Goal of the exercise:
Each line below should be set down again unchanged.

☆ ☆ ☆ ☆ ☆

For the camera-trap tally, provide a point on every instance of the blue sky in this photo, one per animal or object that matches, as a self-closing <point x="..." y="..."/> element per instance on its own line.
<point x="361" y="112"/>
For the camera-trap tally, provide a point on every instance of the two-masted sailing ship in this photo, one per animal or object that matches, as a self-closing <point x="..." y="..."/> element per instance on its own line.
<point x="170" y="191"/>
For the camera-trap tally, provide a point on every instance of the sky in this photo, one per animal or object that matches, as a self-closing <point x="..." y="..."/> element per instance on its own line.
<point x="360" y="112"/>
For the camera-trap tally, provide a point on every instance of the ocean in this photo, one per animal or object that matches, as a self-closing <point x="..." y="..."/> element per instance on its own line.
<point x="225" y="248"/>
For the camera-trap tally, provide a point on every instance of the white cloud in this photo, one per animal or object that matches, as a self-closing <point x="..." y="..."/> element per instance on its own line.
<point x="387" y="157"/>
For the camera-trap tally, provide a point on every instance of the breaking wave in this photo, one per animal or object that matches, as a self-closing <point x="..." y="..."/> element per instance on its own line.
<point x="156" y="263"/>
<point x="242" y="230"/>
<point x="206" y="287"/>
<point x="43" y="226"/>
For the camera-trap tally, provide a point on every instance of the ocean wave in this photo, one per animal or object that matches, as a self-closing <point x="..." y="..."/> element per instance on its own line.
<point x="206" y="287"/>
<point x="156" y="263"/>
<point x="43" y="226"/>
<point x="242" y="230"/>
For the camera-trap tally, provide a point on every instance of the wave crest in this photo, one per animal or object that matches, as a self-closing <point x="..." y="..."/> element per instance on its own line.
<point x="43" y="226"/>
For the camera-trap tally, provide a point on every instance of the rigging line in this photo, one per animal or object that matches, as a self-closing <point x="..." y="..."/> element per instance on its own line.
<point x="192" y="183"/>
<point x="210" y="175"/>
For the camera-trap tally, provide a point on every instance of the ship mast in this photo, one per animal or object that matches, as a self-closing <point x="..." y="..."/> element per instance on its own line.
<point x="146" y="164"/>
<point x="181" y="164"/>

☆ ☆ ☆ ☆ ☆

Written response:
For the camera-trap tally, provide a point on every instance of the blue sky in this photo, one per animal or object that matches, as a self-closing <point x="..." y="..."/> element per instance on its own line.
<point x="361" y="112"/>
For the camera-trap tally, provide a point on every instance of the two-masted sailing ship in this photo, one per animal or object that matches, as a self-closing <point x="..." y="..."/> element per instance on its own line.
<point x="170" y="191"/>
For the camera-trap tally, provide a point on every instance of the sky in this photo, one per animal or object that matches, as a self-closing <point x="..." y="..."/> element per instance on its own line.
<point x="360" y="112"/>
For the camera-trap tally, provide a point on every instance of the ocean in this photo, one per animal or object that matches, as a self-closing <point x="..." y="..."/> element per instance on its own line.
<point x="225" y="248"/>
For the camera-trap tally, provide a point on every instance of the white cloud in this photo, one per animal or object that matches, as a self-closing <point x="..." y="..."/> element per instance on its own line.
<point x="387" y="157"/>
For the camera-trap tally, provide a point on every instance of the breaking wave in this photo, one per animal or object that matches, as a self-closing <point x="..." y="..."/> element per instance on its own line.
<point x="156" y="263"/>
<point x="242" y="230"/>
<point x="206" y="287"/>
<point x="43" y="226"/>
For the camera-trap tally, provide a point on every instance of the ocean wave in this photo, one per animal or object that matches, as a self-closing <point x="..." y="..."/> element per instance on its own line.
<point x="206" y="287"/>
<point x="156" y="263"/>
<point x="43" y="226"/>
<point x="242" y="230"/>
For the camera-trap tally, provide a point on every instance of the wave crest in this photo, one per animal or object that matches, as a self-closing <point x="..." y="..."/> element per instance on its own line.
<point x="43" y="226"/>
For the camera-trap tally, provide a point on every instance of the rigging line in this photo, one per animal or object that matches, as a self-closing <point x="..." y="..."/> element per instance on its own line.
<point x="192" y="183"/>
<point x="210" y="175"/>
For the camera-trap tally, provide a point on every instance of the ship mast in this photo, one per animal or object that matches, as a self-closing <point x="..." y="..."/> element per instance on its own line.
<point x="146" y="164"/>
<point x="181" y="164"/>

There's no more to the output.